Rewrite all the records below, changing "Note to the class" to "Message for the class" each time it occurs and leaving everything else the same.

* Start DATASET CONTENT *

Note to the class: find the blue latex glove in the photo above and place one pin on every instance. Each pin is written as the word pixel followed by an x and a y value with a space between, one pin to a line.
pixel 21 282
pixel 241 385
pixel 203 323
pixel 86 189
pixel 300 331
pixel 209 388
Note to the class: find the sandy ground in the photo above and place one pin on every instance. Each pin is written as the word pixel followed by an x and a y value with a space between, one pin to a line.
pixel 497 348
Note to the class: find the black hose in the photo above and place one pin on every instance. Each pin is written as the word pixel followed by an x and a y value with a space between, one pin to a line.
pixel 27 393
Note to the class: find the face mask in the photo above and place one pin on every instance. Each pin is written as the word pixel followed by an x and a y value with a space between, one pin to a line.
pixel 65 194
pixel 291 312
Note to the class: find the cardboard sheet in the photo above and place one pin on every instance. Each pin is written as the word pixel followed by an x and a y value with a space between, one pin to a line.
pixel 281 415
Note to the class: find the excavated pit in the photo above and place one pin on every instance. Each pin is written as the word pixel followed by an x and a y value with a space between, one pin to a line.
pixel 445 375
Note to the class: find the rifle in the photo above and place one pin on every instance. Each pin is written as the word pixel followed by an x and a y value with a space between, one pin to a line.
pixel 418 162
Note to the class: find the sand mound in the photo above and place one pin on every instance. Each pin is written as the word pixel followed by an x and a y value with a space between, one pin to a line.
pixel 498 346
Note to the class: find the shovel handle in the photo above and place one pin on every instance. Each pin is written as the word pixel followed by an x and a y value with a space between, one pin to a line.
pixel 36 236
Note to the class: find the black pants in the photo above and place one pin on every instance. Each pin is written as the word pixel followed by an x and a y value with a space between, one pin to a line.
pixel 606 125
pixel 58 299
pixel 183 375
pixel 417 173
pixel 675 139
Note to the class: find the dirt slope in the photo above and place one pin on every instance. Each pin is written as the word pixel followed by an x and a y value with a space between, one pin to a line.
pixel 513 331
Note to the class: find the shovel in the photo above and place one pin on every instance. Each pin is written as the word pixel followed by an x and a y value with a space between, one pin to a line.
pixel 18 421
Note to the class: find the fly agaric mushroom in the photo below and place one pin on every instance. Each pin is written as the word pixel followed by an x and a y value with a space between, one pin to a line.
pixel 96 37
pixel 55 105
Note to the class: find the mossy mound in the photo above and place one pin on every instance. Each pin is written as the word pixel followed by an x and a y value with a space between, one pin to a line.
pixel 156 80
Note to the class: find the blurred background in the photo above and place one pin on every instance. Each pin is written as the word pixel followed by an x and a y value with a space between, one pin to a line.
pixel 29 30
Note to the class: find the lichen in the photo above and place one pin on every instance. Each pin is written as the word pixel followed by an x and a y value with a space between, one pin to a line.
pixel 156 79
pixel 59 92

* End DATASET CONTENT *

● **EXPECTED ANSWER**
Message for the class: find the blue latex glove in the photo above and place one pin on every instance. Each pin is written as the word pixel followed by an x and a y value with a space between, one pin to a line.
pixel 21 282
pixel 241 385
pixel 203 323
pixel 86 189
pixel 300 331
pixel 209 388
Message for the class: find the sandy ground in the photo above and place one pin on every instance. Each pin is written as the word pixel followed by an x and a y value with a space between, one pin to a line.
pixel 497 348
Message for the class: find the black hose in the photo above and place one pin on every instance. Each pin is written as the word pixel followed by an x and a y value with a space between, one pin to a line.
pixel 27 393
Message for the class: find the face mask in the photo above and place one pin on every instance. Each pin is written as the word pixel followed by an x and a y value with a space between, one pin to a line.
pixel 65 194
pixel 291 312
Message for the class: find the cardboard sheet in the photo above and place one pin on every instance. Each pin is written as the word pixel followed by an x and a y value with a space between, one pin to a line.
pixel 281 415
Message for the class: find the excavated pit in the photo above and place one pin on every instance. Each pin is written as the word pixel followed by an x and a y value with a space between, one pin to a line.
pixel 445 375
Message for the class: find the rifle in the photo above and place one pin on every instance. Each pin is written as the word pixel followed by an x and a y value with a space between, one pin to a line.
pixel 418 162
Message for the class: find the sand mound in the photo above and place one pin on every instance. Each pin is written as the word pixel followed by an x and a y value with a space between, one pin to a line.
pixel 498 346
Message for the class: find the shovel handle in the photo above and place one pin on every instance. Each pin is written as the word pixel followed by an x and a y value with a space between, one pin to a line.
pixel 36 236
Message for the class: find the black pants in the photo above and place one pin on every instance. Each pin is written as the word pixel followed by an x and a y value with a space between, one pin to a line.
pixel 606 125
pixel 58 299
pixel 183 375
pixel 417 173
pixel 675 139
Message for the class: find the dirt slope in the photo above and place one pin on every instance. Each pin is written as the word pixel followed by an x and a y value with a space between, one pin to a line.
pixel 513 331
Message for the class: find the shovel in the photo above and place one pin on every instance. Each pin is written as the word pixel followed by an x and a y value with a space between, one pin to a line.
pixel 18 421
Message for the class: find the fly agaric mushroom in the photo below and place one pin on every instance. Each pin is written as the word pixel followed by an x and a y value with a space between, one pin to a line.
pixel 96 37
pixel 55 105
Message for the class: find the mossy mound in the photo above and place one pin on every instance. Each pin is written as the word pixel followed by an x and a y value with a space between, one pin to a line.
pixel 156 80
Message for the class: find the blurred background in the photo above and place one pin on every instance. Each pin is written as the word pixel followed by an x and a y value with a space between, one pin to a line.
pixel 29 30
Message for the class: find the lichen in the photo above and place one pin on every instance. Each pin is written as the word pixel followed by an x and a y value with a space between, one pin to a line.
pixel 156 79
pixel 59 92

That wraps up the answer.